TASKS FOR THIS EXERCISE →
1. Can you rewrite the paragraph of the passage about Lenore that begins "Even after I moved from San Francisco to Indiana" more briefly while keeping its main facts?
2. Do these statements agree with the passage about Lenore? Answer yes or no for each, and quote the deciding words of the passage.
(a) Lenore hurt her spine while riding as a passenger with Bill Fritsch.
(b) The writer sometimes saw Lenore wearing shoes.
(c) Lenore often laughed aloud.
3. Pick up the passage about Lenore after its final sentence and keep it going.

═══ SELECTED TEXT

In Lenore’s obituary, I learned that one of her exciting men was the poet Lew Welch. Another was Bill Fritsch (also a poet), who rode a Harley and belonged to the Hell’s Angels. The tricky back Lenore mentioned once in a while during our chats apparently was the result of a spine injury she suffered as a passenger when Fritsch wrecked his bike.
As several Web sites attest, Lenore was the prototype for Jack Kerouac’s character Romana Swartz in his novel “Big Sur.” He described her as “a big Rumanian monster beauty of some kind I mean with big purple eyes and very tall and big (but Mae West big) . . . but also intelligent, well read, writes poetry, is a Zen student, knows everything …”
Even after I moved from San Francisco to Indiana in 2004 and rented out my house, I would talk with Lenore when I visited California. If the sun was out, I would resume my place on my second-floor deck and call to the east where the bareheaded Lenore sat in a straight-backed chair on the small landing of her apartment house’s back steps. I never saw her with shoes on.
A Buddhist (I now know), she said nothing about the time that had passed since our last chat. (Sometimes, I wondered if she even knew I’d moved 2,000 miles away and hadn’t just been busier than usual.) Always she would comment on the sumptuousness of the day and the sun upon her tanned skin.
Once, Lenore and a woman friend managed to wedge two chairs and a little table onto the landing and were having an afternoon tea party. They looked so beautiful and happy in the sun, I asked if I could take their picture from my deck. Lenore giggled — she never laughed that I can remember; she giggled like a girl being tickled on the soles of her feet — and said, of course.
It’s not a great picture. Not like the portraits of Lenore that are for sale on several photo Web sites. Not like the news photo from 1967 that ran with the Chronicle obituary. It shows Lenore, wearing a mouton coat and her dark hair in long braids, holding a copy of her “obscene” poetry collection, “The Book of Love.”
According to one Internet biography, Lenore defended the poems in court, saying they represented a 23-year “search for an appropriate way to worship” and an attempt to express her belief “that sexual acts between loving persons are religious acts.”

══════
═══ RECORDS SHOWN

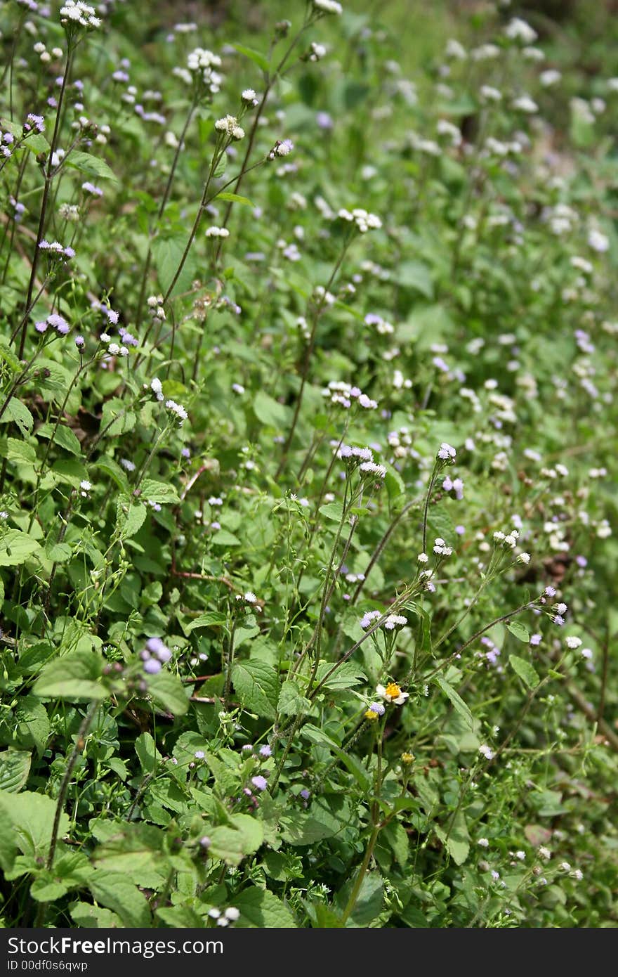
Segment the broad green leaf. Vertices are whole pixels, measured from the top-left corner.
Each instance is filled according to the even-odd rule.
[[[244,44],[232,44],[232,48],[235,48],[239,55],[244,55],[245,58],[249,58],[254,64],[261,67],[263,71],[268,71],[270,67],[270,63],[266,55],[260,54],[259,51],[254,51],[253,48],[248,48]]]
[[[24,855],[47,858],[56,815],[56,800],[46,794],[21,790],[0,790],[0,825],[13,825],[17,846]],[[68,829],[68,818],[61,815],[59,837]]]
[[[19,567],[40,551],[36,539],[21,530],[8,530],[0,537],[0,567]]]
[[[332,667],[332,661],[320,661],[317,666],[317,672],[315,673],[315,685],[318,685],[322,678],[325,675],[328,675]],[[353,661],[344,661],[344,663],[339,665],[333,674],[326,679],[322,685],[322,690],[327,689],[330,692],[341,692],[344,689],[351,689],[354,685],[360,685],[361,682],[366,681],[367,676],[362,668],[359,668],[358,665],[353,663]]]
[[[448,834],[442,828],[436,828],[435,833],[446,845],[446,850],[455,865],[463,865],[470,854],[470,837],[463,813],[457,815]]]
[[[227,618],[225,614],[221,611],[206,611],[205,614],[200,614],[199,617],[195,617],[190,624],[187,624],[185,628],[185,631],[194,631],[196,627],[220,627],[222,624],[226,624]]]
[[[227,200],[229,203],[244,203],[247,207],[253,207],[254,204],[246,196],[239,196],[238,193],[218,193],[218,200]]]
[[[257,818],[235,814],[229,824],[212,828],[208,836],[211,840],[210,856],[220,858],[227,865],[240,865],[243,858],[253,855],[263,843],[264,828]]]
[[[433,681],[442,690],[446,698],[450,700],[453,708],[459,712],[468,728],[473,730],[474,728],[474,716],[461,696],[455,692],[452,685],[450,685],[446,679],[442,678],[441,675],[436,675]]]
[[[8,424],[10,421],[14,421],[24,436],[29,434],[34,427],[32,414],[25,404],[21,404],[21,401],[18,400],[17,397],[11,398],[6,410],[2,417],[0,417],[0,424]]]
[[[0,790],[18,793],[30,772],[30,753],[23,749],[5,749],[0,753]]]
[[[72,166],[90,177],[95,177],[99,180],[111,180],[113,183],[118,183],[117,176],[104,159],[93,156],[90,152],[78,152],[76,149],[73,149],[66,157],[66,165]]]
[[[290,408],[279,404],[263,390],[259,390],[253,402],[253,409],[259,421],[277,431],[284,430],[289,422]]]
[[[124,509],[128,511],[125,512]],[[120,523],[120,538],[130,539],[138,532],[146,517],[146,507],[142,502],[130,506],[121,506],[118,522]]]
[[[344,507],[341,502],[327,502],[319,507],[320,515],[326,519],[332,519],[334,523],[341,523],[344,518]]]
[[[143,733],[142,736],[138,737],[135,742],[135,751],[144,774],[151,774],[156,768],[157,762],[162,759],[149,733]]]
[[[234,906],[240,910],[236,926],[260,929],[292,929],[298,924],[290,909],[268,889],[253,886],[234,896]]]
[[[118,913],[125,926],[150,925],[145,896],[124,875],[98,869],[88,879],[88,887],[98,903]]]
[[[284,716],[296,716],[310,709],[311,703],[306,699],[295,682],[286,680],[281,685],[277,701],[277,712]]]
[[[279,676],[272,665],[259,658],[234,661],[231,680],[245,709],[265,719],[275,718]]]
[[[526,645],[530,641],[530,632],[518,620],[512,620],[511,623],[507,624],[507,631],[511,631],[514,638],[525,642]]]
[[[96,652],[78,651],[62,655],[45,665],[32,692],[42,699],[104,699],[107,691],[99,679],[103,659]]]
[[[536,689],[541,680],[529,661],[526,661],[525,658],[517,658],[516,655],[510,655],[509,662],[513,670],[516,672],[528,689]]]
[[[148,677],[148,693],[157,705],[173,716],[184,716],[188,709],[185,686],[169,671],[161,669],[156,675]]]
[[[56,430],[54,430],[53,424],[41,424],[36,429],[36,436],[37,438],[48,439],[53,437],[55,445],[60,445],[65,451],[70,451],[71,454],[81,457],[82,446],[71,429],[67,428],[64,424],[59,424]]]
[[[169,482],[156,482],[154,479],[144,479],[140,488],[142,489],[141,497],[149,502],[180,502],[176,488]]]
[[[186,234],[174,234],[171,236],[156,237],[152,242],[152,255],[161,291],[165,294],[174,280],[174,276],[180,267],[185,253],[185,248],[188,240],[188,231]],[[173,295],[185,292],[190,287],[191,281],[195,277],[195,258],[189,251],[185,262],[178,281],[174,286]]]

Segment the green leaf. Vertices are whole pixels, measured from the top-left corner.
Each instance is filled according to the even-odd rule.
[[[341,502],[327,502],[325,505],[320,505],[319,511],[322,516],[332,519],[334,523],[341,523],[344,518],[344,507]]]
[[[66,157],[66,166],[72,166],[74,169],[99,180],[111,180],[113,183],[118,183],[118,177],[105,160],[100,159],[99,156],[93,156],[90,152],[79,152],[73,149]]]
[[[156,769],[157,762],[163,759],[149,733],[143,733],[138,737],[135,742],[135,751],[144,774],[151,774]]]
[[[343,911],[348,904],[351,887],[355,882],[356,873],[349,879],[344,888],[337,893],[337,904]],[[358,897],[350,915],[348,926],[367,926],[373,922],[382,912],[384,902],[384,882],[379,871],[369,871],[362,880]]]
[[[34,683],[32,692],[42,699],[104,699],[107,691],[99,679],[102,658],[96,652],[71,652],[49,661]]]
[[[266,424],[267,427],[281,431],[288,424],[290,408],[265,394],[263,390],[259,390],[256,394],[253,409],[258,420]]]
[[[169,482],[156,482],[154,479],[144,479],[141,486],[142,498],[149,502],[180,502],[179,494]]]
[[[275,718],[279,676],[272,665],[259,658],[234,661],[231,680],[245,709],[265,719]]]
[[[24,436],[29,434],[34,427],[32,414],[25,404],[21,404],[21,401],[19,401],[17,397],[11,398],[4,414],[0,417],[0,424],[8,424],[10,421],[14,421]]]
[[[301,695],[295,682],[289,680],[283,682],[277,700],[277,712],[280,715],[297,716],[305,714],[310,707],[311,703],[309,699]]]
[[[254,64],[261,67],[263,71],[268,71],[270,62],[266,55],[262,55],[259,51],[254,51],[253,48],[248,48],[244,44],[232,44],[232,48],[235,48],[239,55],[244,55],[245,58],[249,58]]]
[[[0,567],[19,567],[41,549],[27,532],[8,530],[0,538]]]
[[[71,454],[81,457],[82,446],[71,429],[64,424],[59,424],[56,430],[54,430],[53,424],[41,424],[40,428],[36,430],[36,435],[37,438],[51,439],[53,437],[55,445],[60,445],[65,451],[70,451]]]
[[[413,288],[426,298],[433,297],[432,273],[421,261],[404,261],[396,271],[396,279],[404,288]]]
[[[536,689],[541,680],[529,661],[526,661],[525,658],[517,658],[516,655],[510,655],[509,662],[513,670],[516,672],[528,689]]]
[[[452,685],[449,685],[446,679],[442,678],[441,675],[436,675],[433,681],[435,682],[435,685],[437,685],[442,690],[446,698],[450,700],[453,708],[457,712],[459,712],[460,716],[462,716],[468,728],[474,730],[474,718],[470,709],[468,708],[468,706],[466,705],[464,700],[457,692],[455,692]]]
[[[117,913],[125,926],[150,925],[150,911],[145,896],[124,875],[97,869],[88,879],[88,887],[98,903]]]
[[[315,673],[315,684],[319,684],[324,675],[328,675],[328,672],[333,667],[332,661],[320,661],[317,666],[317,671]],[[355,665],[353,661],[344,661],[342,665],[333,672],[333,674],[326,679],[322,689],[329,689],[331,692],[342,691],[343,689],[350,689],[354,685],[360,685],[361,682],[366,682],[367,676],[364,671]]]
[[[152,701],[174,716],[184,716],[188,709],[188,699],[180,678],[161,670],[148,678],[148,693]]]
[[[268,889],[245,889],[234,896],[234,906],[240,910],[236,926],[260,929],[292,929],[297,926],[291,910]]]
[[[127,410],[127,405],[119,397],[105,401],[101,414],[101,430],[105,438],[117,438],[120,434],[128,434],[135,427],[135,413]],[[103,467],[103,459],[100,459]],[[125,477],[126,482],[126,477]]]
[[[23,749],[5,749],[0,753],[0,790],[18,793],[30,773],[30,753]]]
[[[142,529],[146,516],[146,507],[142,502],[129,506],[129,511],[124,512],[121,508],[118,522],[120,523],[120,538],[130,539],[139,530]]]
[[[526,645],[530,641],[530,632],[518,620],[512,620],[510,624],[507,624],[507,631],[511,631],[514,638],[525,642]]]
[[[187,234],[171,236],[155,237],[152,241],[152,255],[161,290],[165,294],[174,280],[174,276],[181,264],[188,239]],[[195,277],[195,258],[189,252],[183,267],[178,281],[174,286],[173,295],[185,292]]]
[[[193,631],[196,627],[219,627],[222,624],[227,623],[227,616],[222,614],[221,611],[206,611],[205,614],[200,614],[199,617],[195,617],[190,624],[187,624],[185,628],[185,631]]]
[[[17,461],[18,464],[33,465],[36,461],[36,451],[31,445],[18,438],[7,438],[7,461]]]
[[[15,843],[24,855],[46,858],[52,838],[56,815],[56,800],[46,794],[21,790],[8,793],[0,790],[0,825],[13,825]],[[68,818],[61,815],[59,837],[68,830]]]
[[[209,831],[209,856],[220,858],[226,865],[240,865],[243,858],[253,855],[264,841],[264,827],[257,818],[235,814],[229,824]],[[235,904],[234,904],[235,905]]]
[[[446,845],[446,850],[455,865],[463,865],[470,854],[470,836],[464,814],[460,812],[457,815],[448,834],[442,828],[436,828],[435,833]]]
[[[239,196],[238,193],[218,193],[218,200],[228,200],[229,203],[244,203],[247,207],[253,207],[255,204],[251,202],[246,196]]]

══════
═══ RECORDS SHOWN

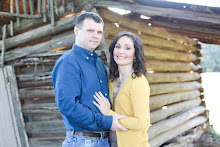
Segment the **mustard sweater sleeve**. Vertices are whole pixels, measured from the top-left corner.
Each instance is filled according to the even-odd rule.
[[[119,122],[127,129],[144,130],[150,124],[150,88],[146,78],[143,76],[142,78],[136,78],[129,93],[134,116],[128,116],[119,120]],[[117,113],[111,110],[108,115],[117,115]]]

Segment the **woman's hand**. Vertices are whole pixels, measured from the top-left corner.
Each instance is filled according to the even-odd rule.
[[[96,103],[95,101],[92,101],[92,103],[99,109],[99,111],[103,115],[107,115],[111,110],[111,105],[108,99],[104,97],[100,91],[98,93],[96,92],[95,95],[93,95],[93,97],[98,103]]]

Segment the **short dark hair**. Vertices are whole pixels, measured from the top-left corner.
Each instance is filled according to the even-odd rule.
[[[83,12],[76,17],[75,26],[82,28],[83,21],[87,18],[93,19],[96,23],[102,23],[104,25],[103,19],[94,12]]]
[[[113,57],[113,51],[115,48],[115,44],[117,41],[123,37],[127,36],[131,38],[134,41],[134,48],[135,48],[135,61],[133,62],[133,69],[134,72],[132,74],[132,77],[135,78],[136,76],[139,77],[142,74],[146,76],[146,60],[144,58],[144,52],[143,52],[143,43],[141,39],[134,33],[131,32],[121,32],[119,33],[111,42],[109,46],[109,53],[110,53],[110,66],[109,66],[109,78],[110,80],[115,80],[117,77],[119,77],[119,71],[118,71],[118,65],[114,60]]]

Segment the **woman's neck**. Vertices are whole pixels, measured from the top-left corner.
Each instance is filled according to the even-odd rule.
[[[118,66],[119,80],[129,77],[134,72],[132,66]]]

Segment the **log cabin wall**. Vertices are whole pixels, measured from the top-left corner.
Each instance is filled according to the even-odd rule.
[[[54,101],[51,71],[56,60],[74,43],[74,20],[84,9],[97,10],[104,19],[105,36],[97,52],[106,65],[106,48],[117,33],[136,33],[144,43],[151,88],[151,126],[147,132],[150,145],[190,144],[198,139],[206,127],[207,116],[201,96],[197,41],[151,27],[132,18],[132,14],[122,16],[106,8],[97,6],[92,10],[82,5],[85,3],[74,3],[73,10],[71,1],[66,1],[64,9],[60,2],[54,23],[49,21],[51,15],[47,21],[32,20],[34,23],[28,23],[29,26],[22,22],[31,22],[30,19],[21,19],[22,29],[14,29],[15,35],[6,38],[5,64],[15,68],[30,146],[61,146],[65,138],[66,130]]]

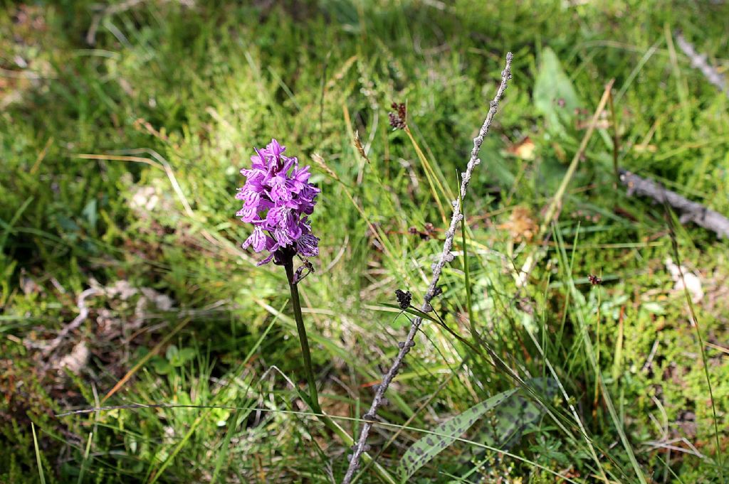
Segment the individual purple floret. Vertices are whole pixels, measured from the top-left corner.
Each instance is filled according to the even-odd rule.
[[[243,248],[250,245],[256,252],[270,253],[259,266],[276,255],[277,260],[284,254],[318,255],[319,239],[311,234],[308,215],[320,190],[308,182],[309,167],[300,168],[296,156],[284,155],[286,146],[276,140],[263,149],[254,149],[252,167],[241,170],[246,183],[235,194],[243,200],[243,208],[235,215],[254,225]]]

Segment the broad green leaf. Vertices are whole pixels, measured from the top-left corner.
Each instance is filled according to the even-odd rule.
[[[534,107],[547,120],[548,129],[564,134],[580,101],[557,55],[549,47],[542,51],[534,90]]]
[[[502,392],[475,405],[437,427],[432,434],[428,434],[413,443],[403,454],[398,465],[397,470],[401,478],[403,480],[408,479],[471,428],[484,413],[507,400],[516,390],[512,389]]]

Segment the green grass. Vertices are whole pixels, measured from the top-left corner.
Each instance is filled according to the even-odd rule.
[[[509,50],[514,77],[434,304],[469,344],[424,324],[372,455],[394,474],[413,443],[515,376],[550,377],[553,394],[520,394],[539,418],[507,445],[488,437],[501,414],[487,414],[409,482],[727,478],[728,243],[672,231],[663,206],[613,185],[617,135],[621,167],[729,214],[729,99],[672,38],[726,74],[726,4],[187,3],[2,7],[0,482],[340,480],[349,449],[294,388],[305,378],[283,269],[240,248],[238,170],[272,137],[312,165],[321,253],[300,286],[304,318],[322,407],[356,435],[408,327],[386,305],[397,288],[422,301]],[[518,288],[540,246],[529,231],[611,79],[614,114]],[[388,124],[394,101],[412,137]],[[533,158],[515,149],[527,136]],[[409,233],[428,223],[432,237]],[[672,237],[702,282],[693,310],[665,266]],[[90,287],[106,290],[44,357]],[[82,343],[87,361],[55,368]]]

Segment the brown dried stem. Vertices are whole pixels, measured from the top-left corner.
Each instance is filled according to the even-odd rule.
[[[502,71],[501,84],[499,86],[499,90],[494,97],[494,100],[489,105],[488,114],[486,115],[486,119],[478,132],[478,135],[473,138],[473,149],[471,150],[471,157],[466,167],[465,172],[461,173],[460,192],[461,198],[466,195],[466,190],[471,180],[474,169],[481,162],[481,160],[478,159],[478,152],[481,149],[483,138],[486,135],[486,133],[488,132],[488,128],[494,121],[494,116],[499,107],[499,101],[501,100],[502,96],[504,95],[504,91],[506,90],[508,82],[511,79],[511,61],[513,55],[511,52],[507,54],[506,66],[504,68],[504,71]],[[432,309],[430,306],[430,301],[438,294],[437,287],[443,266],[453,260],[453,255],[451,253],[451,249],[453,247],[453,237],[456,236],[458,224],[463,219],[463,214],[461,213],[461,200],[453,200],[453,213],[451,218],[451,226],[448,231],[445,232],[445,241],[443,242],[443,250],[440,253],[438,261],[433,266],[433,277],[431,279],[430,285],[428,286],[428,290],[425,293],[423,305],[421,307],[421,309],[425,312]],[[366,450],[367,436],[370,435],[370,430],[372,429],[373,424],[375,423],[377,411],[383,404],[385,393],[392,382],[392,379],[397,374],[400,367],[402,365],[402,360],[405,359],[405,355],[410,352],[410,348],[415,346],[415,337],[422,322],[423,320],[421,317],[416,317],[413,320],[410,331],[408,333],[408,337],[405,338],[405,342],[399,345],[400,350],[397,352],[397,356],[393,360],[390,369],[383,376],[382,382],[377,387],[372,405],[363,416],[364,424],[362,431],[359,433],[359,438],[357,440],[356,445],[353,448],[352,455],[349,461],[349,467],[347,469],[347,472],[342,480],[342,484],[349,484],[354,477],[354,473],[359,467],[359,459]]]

══════
═══ RECORDS SHOWN

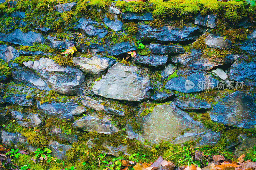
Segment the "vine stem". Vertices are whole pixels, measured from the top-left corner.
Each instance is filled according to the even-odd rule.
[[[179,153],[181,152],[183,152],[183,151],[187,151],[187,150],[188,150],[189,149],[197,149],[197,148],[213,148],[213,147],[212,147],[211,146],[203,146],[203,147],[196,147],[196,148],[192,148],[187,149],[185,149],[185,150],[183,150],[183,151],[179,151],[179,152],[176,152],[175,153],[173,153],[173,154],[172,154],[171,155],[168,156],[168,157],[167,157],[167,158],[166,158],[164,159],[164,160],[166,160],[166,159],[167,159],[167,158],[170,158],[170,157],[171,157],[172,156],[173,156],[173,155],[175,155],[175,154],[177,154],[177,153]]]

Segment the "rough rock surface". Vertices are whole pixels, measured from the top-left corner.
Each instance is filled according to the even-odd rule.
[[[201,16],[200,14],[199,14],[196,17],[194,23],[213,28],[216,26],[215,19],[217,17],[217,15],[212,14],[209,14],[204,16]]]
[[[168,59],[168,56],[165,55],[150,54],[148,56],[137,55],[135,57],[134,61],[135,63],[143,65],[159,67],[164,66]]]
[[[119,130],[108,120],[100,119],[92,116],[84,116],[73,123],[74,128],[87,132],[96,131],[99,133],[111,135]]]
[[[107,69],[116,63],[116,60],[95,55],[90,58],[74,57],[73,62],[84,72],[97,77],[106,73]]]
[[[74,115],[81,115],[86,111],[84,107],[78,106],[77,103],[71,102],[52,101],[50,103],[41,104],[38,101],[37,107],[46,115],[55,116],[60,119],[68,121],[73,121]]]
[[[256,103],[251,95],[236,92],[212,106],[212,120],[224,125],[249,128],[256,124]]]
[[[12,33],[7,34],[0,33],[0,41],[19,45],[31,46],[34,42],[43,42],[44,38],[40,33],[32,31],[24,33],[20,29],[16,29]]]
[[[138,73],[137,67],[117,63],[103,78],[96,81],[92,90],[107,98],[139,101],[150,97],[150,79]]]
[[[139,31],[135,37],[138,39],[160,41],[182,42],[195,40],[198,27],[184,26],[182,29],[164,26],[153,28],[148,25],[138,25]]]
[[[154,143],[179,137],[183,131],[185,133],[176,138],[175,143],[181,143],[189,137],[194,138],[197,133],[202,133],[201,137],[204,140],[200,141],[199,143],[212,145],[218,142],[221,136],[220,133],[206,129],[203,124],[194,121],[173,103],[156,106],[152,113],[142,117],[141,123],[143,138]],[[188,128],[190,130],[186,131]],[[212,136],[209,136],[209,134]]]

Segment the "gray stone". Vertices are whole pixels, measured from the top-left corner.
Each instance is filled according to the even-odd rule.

══════

SET OF ANSWERS →
1. After moving from San Francisco to Indiana in 2004 and renting out the house, the writer still talked with Lenore on visits to California. On sunny days the writer sat on the second-floor deck and called east to Lenore. She sat bareheaded in a straight-backed chair on the small back-step landing of her apartment house and was never seen wearing shoes.

2.
(a) Yes: "a spine injury she suffered as a passenger when Fritsch wrecked his bike"
(b) No: "I never saw her with shoes on."
(c) No: "she never laughed that I can remember"

3.
Knowing all of this, now, enriches one more memory I have of Lenore.
For the first year or so after I moved in, I had a terrible time getting anything to grow in my dark postage stamp of a back yard. Then I hit the jackpot with a bright orange clematis and an intensely fragrant, pale pink climbing rose bush. In two seasons, both of them went crazy.
The clematis crawled over the windows and roof of Lenore’s downstairs neighbor’s place, then leapt to the right into my next-door neighbor’s tall avocado tree. The rose bush, covered with killer thorns, followed the clematis, then veered left toward Lenore’s landing. With several high branches about six feet long, it would dance in the wind beneath her sun perch, spreading the roses’ scent upward for her pleasure.
All of my neighbors, understandably, hated the two giant plants. All except Lenore. When I told her I had to prune them way back (or make enemies forever), she cried, “No!”
“That’s Nature,” she said, gesturing toward the climbing paths of the clematis and rose bush. “Nature should go where she wants to go. Let them take over the whole block!”
When I read her obituary last Friday, I realized I had been in San Francisco — my only trip there this year — when Lenore died. It had been a jammed, short week with almost no time to sit on my deck. When I did make it, though, I looked across the two yards for Lenore in her chair on the landing. I should have known something was wrong when the sun came out and she didn’t.